EXERCISE DIRECTIONS:
Could you turn the records below into a numbered list, skipping blank lines and leaving the pictures out?

DATA LISTING:
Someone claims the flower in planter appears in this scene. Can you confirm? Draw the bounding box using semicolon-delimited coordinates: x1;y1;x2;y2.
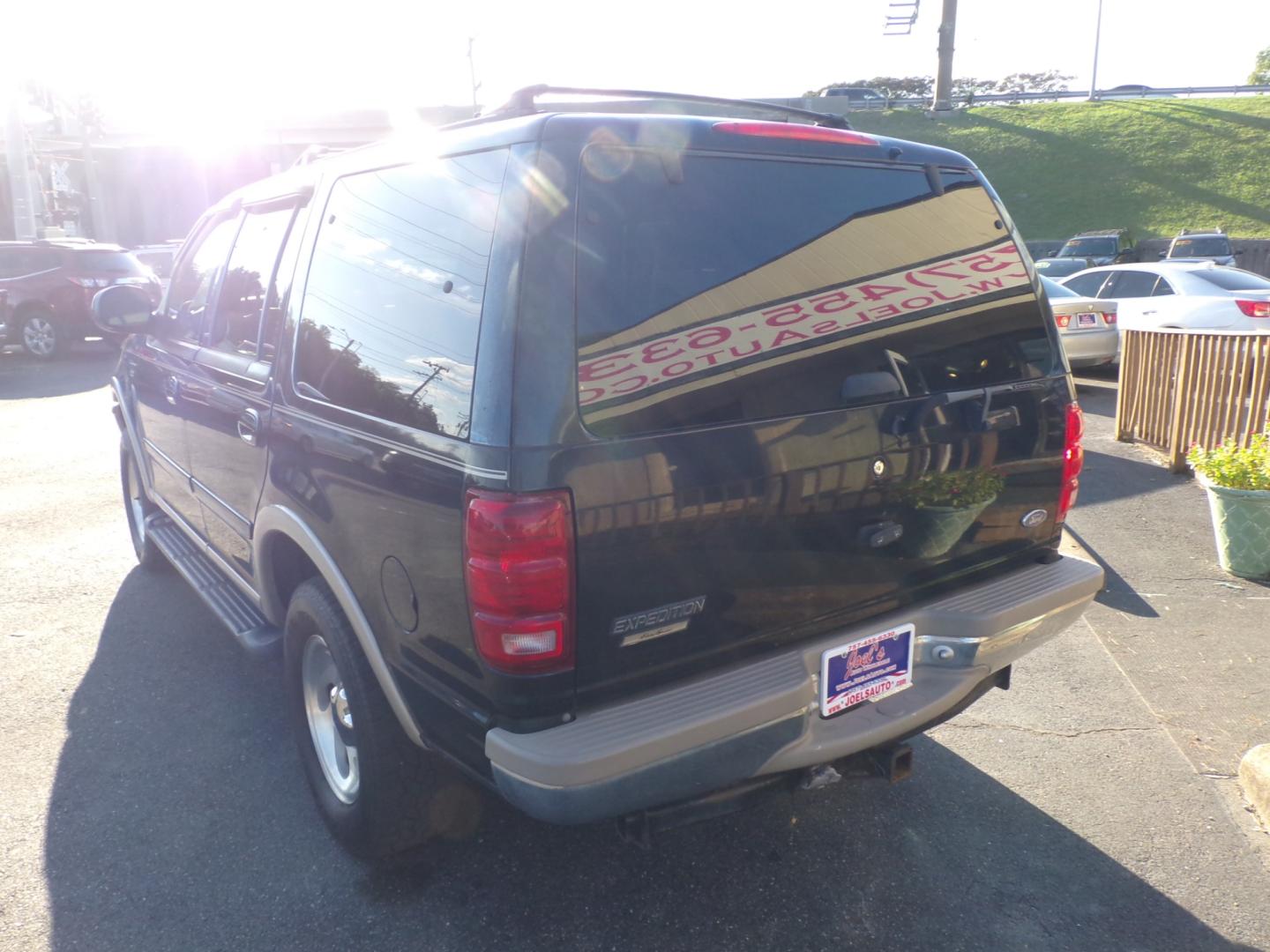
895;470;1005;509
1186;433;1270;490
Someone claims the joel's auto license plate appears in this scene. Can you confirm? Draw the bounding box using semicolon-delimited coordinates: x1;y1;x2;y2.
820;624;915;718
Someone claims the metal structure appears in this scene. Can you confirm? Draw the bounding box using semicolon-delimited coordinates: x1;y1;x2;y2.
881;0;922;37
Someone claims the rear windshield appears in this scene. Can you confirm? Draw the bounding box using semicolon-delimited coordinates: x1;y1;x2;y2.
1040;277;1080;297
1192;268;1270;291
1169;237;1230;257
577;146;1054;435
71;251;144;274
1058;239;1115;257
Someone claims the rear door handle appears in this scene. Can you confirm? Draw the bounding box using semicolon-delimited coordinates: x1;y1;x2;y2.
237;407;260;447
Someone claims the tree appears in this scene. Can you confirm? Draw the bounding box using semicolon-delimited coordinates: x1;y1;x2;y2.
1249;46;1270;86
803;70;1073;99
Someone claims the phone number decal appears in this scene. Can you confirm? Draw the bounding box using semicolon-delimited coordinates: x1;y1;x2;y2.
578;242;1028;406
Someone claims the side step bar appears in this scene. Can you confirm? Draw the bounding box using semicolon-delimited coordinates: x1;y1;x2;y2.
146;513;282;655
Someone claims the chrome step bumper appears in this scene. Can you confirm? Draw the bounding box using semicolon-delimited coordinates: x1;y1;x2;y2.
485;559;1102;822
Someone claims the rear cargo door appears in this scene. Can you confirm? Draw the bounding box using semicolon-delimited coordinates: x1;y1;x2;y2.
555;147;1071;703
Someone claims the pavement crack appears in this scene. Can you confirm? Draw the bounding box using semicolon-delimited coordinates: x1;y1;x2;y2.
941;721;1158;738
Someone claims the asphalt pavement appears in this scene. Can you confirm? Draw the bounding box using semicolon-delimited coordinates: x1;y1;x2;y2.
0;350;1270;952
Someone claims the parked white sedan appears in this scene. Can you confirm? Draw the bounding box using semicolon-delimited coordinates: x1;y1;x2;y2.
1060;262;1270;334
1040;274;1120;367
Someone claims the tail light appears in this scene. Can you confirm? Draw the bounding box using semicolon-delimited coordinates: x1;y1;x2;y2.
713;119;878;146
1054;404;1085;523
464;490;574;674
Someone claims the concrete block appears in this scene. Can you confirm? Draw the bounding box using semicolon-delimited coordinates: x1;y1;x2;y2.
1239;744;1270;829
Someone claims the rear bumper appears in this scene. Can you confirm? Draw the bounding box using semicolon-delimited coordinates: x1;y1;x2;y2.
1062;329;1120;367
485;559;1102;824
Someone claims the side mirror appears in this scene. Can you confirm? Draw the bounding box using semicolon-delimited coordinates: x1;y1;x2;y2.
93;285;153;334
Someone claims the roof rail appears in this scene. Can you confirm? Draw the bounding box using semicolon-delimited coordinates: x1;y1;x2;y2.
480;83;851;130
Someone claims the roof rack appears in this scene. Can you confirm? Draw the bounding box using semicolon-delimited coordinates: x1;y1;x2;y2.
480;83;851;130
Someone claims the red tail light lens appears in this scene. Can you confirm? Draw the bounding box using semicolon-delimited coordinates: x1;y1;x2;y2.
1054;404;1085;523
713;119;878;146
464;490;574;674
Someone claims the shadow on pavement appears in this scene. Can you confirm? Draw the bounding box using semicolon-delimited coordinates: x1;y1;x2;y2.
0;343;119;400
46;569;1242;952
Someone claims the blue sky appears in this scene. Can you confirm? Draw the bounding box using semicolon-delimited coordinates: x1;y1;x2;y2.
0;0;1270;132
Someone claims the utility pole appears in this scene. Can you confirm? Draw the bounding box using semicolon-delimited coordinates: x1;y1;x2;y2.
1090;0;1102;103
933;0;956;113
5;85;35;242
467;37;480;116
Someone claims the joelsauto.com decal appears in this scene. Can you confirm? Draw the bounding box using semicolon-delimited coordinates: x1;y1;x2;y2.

RESPONSE TO THIS EXERCISE:
1. Someone claims the flower in planter appears in this scene. Can you confirm? Draw the bounding box using semicolon-delimited coordinates: x1;y1;x2;y2.
2. 895;470;1005;509
3. 1186;433;1270;490
4. Someone claims the joel's auto license plate appears in this scene. Can you confirm? Draw the bounding box using semicolon-delimited coordinates: x1;y1;x2;y2.
5. 820;624;915;718
6. Someone claims the metal structure appears in this scene. Can you confirm? Draw the bounding box using semicolon-delimited coordinates: x1;y1;x2;y2.
7. 881;0;922;37
8. Someone claims the rear windshield appears in this scene. Can you confirm? Draw the bounding box using semicolon-delimited coordinates: x1;y1;x2;y2.
9. 1040;277;1080;297
10. 1192;268;1270;291
11. 1169;237;1230;257
12. 577;146;1054;435
13. 71;251;144;274
14. 1058;239;1115;257
15. Someone claims the rear door handle appears in this scene. Can you confirm? Draw the bounding box using semicolon-delimited coordinates: x1;y1;x2;y2.
16. 237;407;260;447
17. Someone claims the tree appears in this scene. Can you confirm? Draw the bounding box using semicolon-delimited coordinates: x1;y1;x2;y2.
18. 1249;46;1270;86
19. 803;70;1073;99
20. Someone claims the phone number decal appears in this scene. Can you confirm? Draw the bounding box using semicolon-delimited coordinates: x1;y1;x2;y2.
21. 578;242;1028;406
22. Someone claims the side step bar appears in this scene. Can you confirm? Draw the bounding box using semicolon-delimited coordinates: x1;y1;x2;y2.
23. 146;513;282;655
24. Someone claims the chrome step bumper appears in this scene. Can you confirm? Draw the bounding box using semicolon-delimited coordinates: x1;y1;x2;y2.
25. 485;559;1102;822
26. Someone claims the rear cargo door appears in this scene. Can you confirm? Draw the bounding box using semicolon-delimited coordinates: x1;y1;x2;y2.
27. 555;147;1071;703
28. Someone claims the pavement crack appears in this scene. Can you confirm? Draw the bounding box using semicolon-delimited coordinates: x1;y1;x2;y2.
29. 941;721;1158;738
30. Someone claims the asphalt pavement appears in this scene. Can you confirm? Draw the bounding box using semicolon-delimited coordinates: x1;y1;x2;y2.
31. 0;350;1270;952
32. Someone claims the parked white sedan appears in this scene. Can you confirm? Draw the bounding box using semicolon-delimited coordinates: x1;y1;x2;y2.
33. 1060;262;1270;334
34. 1040;274;1120;367
35. Someone claims the tail light appears in this scene. Can you confirm? Draw the bounding box using semicolon-delimited coordinates: x1;y1;x2;y2.
36. 713;119;878;146
37. 1054;404;1085;523
38. 464;490;574;674
39. Someone claims the concrete block appears in this scene. Can you confirm? Draw the bounding box using semicolon-delimited coordinates: x1;y1;x2;y2.
40. 1239;744;1270;829
41. Someone claims the rear bumper appears in this scene. Can you confirm? Draw the bounding box using semicolon-delimited coordinates: x1;y1;x2;y2.
42. 1062;329;1120;367
43. 485;559;1102;824
44. Someone claims the side mirror appears in this scene. Can you confirm? Draw the bounding box using semicolon-delimited coordinates: x1;y1;x2;y2.
45. 93;285;153;334
46. Someone claims the roof rail appears in this scene. Can you confirm? Draw the bounding box using semicolon-delimited coordinates: x1;y1;x2;y2.
47. 480;83;851;130
48. Someone claims the roof rack appears in this scene. Can you confirm? Draw the bounding box using semicolon-delimited coordinates: x1;y1;x2;y2.
49. 480;83;851;130
50. Someone claims the red tail light lens appears in this scene. Can you confirm? Draw the bounding box using semicolon-delimited coordinates: x1;y1;x2;y2.
51. 1054;404;1085;523
52. 713;119;878;146
53. 464;490;574;674
54. Someone claims the shadow on pavement appears in this scene. Can you confirm? Draw the bounding box using semicolon-delimited coordinates: x1;y1;x2;y2.
55. 0;343;119;400
56. 46;569;1242;952
57. Someone claims the blue sky appears in this scene. Can you confirm? Draw the bounding box using semicolon-delimited coordinates: x1;y1;x2;y2.
58. 0;0;1270;132
59. Someone claims the utility pole appears in this scene. Can you confirm? Draw the bounding box using semicolon-delimited coordinates: x1;y1;x2;y2.
60. 1090;0;1102;103
61. 933;0;956;113
62. 5;85;35;242
63. 467;37;480;116
64. Someone claims the joelsauto.com decal appears in this scene. Can you confirm? Draw the bounding box using semicolon-delimited coordinates: x1;y1;x2;y2.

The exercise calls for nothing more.